— DOCUMENT SOURCE —
____________
En décembre, la firme américaine ACT affirme avoir cloné le premier embryon humain. Puis on découvre le joli minois de cinq petits cochons clonés, présentés comme nos futurs donneurs d'organes. Dernière annonce en date, l'arthrite prématurée de la brebis Dolly signe, aux yeux de certains, les dangers de la technique du clonage. Chaque semaine apporte son lot de nouveaux clones, vrais ou faux. Le problème, c'est que beaucoup de résultats semblent se contredire. Qu'est-ce qu'il est vraiment possible de faire ? Pourquoi tant d'échecs chez les animaux ? A quand l'application à l'homme ? Pour mieux saisir ce que l'avenir nous réserve, une petite rétrospective scientifique s'impose.
Initialement développée chez les amphibiens, la technique du clonage, c'est-à-dire du transfert nucléaire, est appliquée depuis quelques dizaines d'années aux mammifères. Premier succès : la naissance sur le sol américain, en 1986, d'un mouton issu du clonage à partir d'une cellule embryonnaire. 1989, première réussite chez les bovins. « A partir de 1986, les succès se multiplient, raconte Jean-Paul Renard . La décennie de 1986 à 1996 voit naître un tas de clones créés à partir de cellules donneuses totipotentes prélevées sur des embryons de 50 blastomères. Fait notable, la technique fonctionne également chez le primate ; deux petits singes clonés naissent en août 1996. En 1996, la société écossaise PPL réussit le clonage à partir de cellules embryonnaires pluripotentes, prélevées au stade 1 000 cellules. PPL enchaîne en 1996 avec Dolly, premier mammifère cloné à partir d'une cellule adulte différenciée, de glande mammaire en l'occurrence. Là, c'est le grand tournant : le passage du clonage horizontal (embryonnaire) au clonage vertical (somatique) . Conséquence, la porte au clonage thérapeutique est ouverte. »
Depuis, outre la brebis, quatre autres espèces ont pu être clonées de la sorte : la souris, la chèvre, la vache et le porc.
Un taux élevé d'échecs
Forts de ces succès, les chercheurs évitent cependant de crier victoire trop vite. D'abord parce que le clonage somatique ne semble pas convenir à tous les animaux : certaines espèces font de la résistance. En effet, à ce jour, aucune naissance n'a été obtenue chez le lapin, le rat, le chien ou le singe. Les chercheurs ignorent pourquoi.
____________
— DONNÉES FOURNIES —
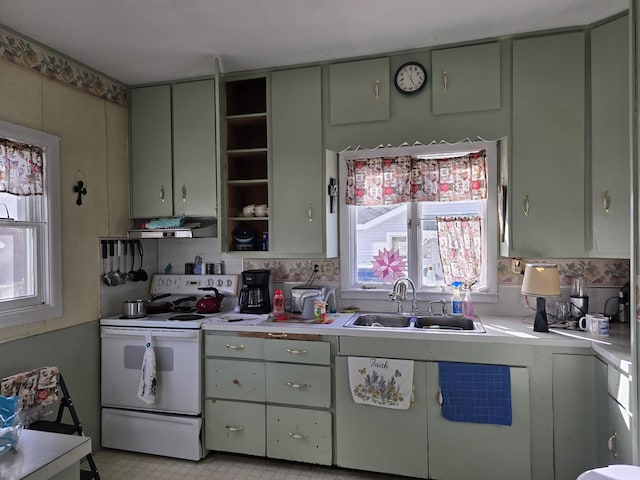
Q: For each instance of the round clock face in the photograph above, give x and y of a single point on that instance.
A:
(411, 78)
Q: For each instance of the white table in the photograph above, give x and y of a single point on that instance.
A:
(45, 456)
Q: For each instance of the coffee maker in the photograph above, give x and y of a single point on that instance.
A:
(254, 296)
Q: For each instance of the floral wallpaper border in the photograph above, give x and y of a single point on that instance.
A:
(29, 54)
(598, 272)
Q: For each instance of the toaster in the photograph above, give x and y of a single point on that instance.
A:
(300, 292)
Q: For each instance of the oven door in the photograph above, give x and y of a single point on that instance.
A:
(178, 369)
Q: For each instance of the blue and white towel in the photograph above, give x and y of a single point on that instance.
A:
(476, 393)
(381, 382)
(148, 381)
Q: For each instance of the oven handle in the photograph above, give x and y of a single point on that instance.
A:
(158, 333)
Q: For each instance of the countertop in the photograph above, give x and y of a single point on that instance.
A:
(614, 348)
(43, 455)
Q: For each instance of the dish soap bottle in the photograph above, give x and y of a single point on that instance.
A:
(278, 306)
(457, 304)
(430, 281)
(468, 305)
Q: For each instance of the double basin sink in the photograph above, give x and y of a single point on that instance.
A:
(417, 322)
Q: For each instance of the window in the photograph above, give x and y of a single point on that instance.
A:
(380, 243)
(29, 226)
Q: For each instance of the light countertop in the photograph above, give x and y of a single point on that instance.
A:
(43, 455)
(614, 348)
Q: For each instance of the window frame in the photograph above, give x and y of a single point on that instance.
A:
(348, 227)
(47, 304)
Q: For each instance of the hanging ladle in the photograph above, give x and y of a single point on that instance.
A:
(131, 274)
(141, 275)
(106, 279)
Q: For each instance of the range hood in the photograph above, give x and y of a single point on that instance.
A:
(205, 228)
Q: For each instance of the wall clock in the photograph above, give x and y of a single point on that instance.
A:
(411, 78)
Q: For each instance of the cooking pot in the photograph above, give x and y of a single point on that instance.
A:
(134, 309)
(209, 303)
(153, 306)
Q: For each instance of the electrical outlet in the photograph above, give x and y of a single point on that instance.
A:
(517, 266)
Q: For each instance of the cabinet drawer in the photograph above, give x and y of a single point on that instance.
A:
(298, 384)
(232, 346)
(297, 351)
(235, 427)
(298, 434)
(619, 386)
(234, 379)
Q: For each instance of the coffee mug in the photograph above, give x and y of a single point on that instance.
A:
(261, 210)
(589, 323)
(249, 210)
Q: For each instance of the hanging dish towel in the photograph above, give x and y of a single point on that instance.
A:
(381, 382)
(475, 393)
(148, 380)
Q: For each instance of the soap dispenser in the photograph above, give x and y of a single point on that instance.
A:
(457, 304)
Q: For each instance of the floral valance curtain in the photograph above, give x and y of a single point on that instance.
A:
(405, 178)
(460, 245)
(21, 167)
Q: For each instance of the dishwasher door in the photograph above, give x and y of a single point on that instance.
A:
(178, 369)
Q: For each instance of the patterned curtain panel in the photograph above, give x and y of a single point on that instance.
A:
(21, 168)
(460, 245)
(391, 180)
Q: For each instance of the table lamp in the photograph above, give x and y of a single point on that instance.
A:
(541, 280)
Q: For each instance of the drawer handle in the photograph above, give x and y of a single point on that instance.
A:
(296, 385)
(611, 444)
(277, 335)
(234, 429)
(297, 352)
(606, 201)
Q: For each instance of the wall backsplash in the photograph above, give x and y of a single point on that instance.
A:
(598, 272)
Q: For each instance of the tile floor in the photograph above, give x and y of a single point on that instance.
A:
(118, 465)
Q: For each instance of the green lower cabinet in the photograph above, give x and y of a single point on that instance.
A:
(299, 434)
(381, 439)
(235, 427)
(491, 452)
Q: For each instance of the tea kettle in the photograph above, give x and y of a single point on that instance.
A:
(307, 301)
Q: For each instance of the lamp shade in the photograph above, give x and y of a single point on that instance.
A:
(541, 280)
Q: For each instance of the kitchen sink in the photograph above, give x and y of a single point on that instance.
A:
(416, 323)
(380, 320)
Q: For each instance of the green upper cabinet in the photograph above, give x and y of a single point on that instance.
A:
(194, 166)
(466, 79)
(301, 220)
(173, 167)
(548, 156)
(151, 152)
(610, 161)
(359, 91)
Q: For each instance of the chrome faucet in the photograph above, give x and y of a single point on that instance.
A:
(443, 304)
(399, 293)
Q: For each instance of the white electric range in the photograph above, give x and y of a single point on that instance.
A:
(171, 425)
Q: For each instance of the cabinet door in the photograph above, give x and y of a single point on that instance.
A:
(194, 162)
(495, 451)
(151, 152)
(382, 439)
(466, 79)
(300, 220)
(579, 398)
(359, 91)
(610, 161)
(548, 156)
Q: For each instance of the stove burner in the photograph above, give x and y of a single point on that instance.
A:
(187, 316)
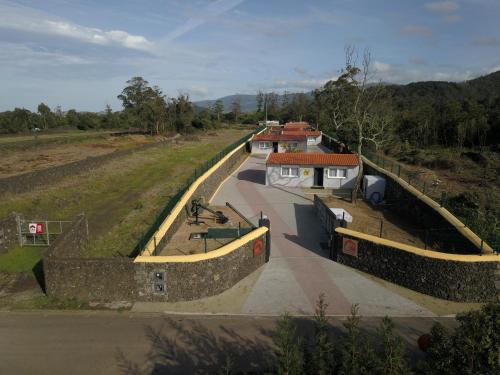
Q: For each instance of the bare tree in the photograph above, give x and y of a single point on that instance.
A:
(353, 101)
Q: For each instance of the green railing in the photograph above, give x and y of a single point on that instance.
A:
(199, 170)
(486, 227)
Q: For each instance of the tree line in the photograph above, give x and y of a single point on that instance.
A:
(145, 107)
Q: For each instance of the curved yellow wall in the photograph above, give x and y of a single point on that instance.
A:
(418, 251)
(466, 232)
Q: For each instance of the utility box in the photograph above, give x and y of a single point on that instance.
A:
(374, 188)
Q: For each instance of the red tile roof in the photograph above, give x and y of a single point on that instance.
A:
(279, 137)
(302, 158)
(311, 133)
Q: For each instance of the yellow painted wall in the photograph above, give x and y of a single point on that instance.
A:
(224, 250)
(418, 251)
(162, 230)
(465, 231)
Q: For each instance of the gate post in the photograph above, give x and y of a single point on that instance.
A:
(265, 222)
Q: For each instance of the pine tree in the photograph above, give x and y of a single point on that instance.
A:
(288, 349)
(393, 361)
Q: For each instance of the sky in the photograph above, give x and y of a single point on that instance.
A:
(79, 54)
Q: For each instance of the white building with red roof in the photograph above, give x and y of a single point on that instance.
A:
(272, 142)
(334, 171)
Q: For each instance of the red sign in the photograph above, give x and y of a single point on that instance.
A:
(39, 228)
(350, 247)
(257, 247)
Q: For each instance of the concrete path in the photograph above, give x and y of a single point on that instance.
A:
(299, 269)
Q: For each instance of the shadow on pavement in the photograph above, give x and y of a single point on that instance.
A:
(188, 347)
(257, 176)
(310, 233)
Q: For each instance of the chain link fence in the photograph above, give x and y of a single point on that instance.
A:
(199, 170)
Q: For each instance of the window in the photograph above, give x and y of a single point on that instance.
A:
(337, 173)
(289, 172)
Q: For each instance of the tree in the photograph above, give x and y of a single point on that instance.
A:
(236, 108)
(288, 351)
(46, 118)
(357, 355)
(360, 105)
(393, 360)
(218, 109)
(146, 104)
(323, 356)
(260, 100)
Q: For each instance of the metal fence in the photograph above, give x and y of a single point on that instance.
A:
(199, 170)
(486, 228)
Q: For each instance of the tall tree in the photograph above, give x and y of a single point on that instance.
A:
(236, 108)
(218, 109)
(46, 118)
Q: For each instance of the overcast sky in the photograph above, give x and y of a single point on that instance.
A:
(79, 54)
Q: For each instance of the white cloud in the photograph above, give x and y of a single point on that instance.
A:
(380, 67)
(451, 18)
(486, 41)
(32, 21)
(442, 6)
(417, 30)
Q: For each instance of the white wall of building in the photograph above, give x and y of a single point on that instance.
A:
(256, 149)
(314, 140)
(306, 177)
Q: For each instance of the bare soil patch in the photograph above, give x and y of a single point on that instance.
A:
(377, 219)
(31, 159)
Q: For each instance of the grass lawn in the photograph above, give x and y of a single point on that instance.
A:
(123, 197)
(21, 259)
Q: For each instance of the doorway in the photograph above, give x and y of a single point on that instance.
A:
(318, 177)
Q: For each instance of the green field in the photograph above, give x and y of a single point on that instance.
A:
(121, 199)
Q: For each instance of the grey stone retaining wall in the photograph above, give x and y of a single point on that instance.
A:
(120, 279)
(441, 233)
(67, 275)
(451, 280)
(45, 177)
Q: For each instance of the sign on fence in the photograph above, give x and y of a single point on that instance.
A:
(36, 228)
(350, 247)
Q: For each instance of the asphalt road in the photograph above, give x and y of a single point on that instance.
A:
(125, 343)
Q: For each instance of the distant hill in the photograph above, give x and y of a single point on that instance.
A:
(248, 102)
(481, 89)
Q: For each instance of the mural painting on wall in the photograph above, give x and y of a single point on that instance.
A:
(350, 247)
(258, 246)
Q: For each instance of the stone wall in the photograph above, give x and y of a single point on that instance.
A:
(45, 177)
(120, 279)
(67, 275)
(441, 233)
(194, 280)
(9, 236)
(462, 281)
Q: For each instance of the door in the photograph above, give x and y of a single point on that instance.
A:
(318, 177)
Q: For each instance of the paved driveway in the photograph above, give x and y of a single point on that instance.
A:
(299, 270)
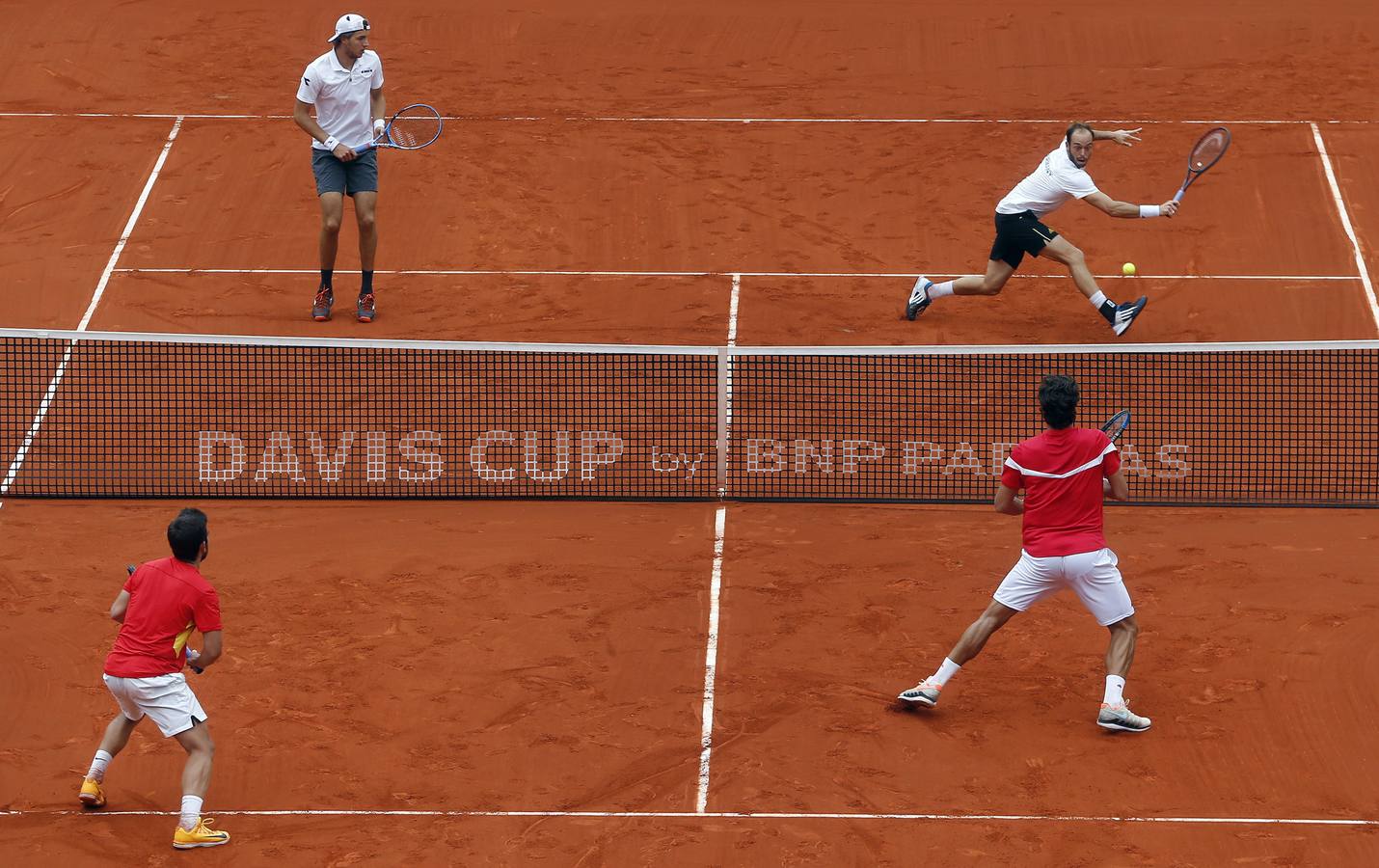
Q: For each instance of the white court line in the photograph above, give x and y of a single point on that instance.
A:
(1344, 223)
(711, 662)
(86, 319)
(733, 311)
(462, 272)
(1324, 822)
(128, 225)
(626, 119)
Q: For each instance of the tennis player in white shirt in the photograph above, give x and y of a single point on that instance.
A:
(1019, 231)
(345, 87)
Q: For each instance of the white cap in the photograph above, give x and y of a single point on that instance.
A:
(348, 24)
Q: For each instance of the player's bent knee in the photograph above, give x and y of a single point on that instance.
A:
(1125, 625)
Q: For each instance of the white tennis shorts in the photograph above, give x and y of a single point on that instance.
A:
(166, 698)
(1093, 576)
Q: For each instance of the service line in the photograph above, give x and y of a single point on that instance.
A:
(50, 394)
(1344, 224)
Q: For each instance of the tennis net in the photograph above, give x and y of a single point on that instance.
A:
(111, 414)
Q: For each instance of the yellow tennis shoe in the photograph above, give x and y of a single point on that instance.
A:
(201, 835)
(92, 794)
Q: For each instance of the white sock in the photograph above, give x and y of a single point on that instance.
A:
(191, 812)
(945, 672)
(1115, 691)
(98, 765)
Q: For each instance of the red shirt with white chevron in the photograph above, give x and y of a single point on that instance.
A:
(167, 601)
(1061, 473)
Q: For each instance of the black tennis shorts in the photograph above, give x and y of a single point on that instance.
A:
(1018, 234)
(359, 176)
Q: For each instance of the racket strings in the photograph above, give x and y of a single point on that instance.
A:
(414, 130)
(1209, 149)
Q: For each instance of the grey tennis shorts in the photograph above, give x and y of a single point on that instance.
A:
(333, 176)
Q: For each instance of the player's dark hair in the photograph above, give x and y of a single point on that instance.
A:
(186, 533)
(1074, 127)
(1058, 397)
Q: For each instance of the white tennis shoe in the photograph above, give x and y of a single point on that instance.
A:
(1122, 718)
(926, 692)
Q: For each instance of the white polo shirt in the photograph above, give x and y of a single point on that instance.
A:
(1055, 181)
(340, 95)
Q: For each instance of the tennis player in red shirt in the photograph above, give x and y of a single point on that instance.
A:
(157, 609)
(1065, 474)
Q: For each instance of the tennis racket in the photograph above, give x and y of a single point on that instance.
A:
(1118, 425)
(1208, 149)
(411, 128)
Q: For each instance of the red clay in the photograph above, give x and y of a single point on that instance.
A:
(541, 656)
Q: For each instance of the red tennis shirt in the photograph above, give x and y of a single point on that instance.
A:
(167, 601)
(1061, 473)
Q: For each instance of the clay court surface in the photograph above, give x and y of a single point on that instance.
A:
(526, 682)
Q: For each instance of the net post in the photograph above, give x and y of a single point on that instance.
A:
(724, 397)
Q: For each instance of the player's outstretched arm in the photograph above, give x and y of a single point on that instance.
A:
(1120, 137)
(211, 649)
(1115, 486)
(1007, 502)
(1102, 202)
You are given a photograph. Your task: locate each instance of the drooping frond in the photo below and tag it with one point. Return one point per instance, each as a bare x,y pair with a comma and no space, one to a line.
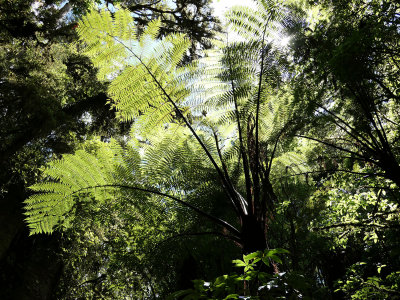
79,174
145,73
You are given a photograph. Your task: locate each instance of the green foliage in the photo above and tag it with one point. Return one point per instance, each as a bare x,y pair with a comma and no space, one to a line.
253,283
73,175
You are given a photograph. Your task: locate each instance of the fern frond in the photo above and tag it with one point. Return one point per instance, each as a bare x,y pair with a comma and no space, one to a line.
75,175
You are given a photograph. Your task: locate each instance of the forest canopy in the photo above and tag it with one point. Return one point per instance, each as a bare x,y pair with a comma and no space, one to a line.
173,158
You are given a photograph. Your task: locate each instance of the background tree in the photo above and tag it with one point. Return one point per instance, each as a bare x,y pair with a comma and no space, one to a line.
50,102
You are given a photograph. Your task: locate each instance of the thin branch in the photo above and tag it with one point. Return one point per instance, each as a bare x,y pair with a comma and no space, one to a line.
216,220
338,148
231,193
355,224
333,171
256,182
242,152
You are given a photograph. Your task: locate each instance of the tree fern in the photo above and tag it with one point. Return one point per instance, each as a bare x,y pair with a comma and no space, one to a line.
74,175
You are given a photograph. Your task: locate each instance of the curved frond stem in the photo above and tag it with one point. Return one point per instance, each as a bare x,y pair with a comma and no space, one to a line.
333,171
214,219
338,148
241,144
257,163
229,190
273,154
367,144
242,205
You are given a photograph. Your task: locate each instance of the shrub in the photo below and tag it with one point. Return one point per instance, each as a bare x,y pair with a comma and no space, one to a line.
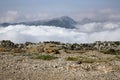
71,59
111,51
45,57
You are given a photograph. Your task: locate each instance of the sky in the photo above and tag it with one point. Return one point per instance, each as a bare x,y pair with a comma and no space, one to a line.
20,10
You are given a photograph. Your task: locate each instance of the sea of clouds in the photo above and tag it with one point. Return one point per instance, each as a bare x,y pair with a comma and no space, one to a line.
84,33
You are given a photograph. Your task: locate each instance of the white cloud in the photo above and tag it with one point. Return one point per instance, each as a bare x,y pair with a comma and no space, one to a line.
22,33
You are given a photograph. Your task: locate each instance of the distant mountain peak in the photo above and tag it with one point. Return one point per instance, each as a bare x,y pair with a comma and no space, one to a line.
64,22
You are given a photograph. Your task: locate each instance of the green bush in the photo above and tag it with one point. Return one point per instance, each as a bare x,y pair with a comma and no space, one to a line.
71,59
45,57
111,51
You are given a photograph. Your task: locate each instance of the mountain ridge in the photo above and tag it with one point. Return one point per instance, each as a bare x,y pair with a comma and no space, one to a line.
64,22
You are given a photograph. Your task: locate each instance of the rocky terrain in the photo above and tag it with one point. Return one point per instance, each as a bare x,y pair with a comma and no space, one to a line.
59,61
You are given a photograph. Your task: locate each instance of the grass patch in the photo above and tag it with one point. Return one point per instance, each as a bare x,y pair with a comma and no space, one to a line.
71,59
81,59
111,51
45,57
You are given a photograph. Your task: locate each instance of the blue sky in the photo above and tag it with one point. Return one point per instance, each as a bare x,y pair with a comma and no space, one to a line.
54,7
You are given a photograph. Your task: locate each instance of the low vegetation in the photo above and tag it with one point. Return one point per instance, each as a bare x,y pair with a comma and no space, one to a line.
81,59
45,57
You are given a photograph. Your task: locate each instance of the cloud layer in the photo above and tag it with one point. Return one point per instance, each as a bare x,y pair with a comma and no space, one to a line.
82,34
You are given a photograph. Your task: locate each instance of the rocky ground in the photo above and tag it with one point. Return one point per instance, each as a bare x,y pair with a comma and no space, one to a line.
22,66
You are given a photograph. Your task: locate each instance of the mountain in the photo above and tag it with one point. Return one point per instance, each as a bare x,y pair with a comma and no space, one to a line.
64,21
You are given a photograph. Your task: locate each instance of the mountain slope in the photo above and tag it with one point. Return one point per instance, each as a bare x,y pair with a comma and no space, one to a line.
65,22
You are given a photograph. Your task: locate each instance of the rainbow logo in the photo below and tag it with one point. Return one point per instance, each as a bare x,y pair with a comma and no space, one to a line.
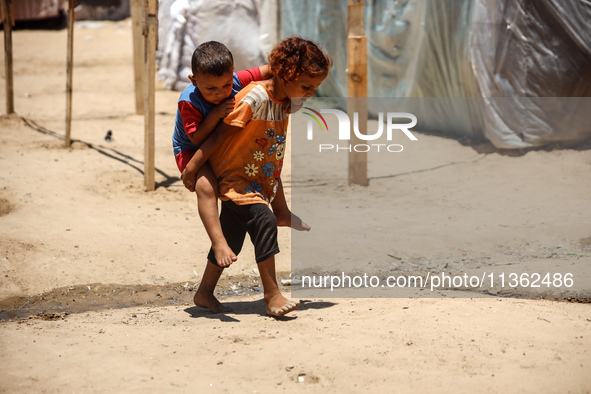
316,119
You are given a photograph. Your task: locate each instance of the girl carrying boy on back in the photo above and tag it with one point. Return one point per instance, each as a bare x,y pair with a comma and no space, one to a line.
246,154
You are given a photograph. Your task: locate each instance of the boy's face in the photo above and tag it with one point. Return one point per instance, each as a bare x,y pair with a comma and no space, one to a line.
214,89
303,87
____________
— LISTE DES ACTIVITÉS —
[a] Indiquez si chacune des affirmations suivantes concorde avec le texte sur le clonage, en répondant par oui ou par non et en citant mot pour mot les termes du texte qui tranchent. (i) Le premier mouton cloné à partir d'une cellule embryonnaire est né aux États-Unis en 1986. (ii) Dolly a été clonée à partir d'une cellule de glande mammaire. (iii) Le clonage somatique a permis d'obtenir des naissances chez le lapin.
[b] Retapez à l'identique le passage du texte sur le clonage situé entre "Un taux élevé" et "chercheurs ignorent pourquoi.", ces deux segments compris.
Les lignes ne servent pas pour ce travail.

— RÉPONSES PAR TÂCHE —
[a]
(i) Oui : « la naissance sur le sol américain, en 1986, d'un mouton issu du clonage à partir d'une cellule embryonnaire ».
(ii) Oui : « Dolly, premier mammifère cloné à partir d'une cellule adulte différenciée, de glande mammaire en l'occurrence ».
(iii) Non : « aucune naissance n'a été obtenue chez le lapin, le rat, le chien ou le singe ».

[b]
Un taux élevé d'échecs
Forts de ces succès, les chercheurs évitent cependant de crier victoire trop vite. D'abord parce que le clonage somatique ne semble pas convenir à tous les animaux : certaines espèces font de la résistance. En effet, à ce jour, aucune naissance n'a été obtenue chez le lapin, le rat, le chien ou le singe. Les chercheurs ignorent pourquoi.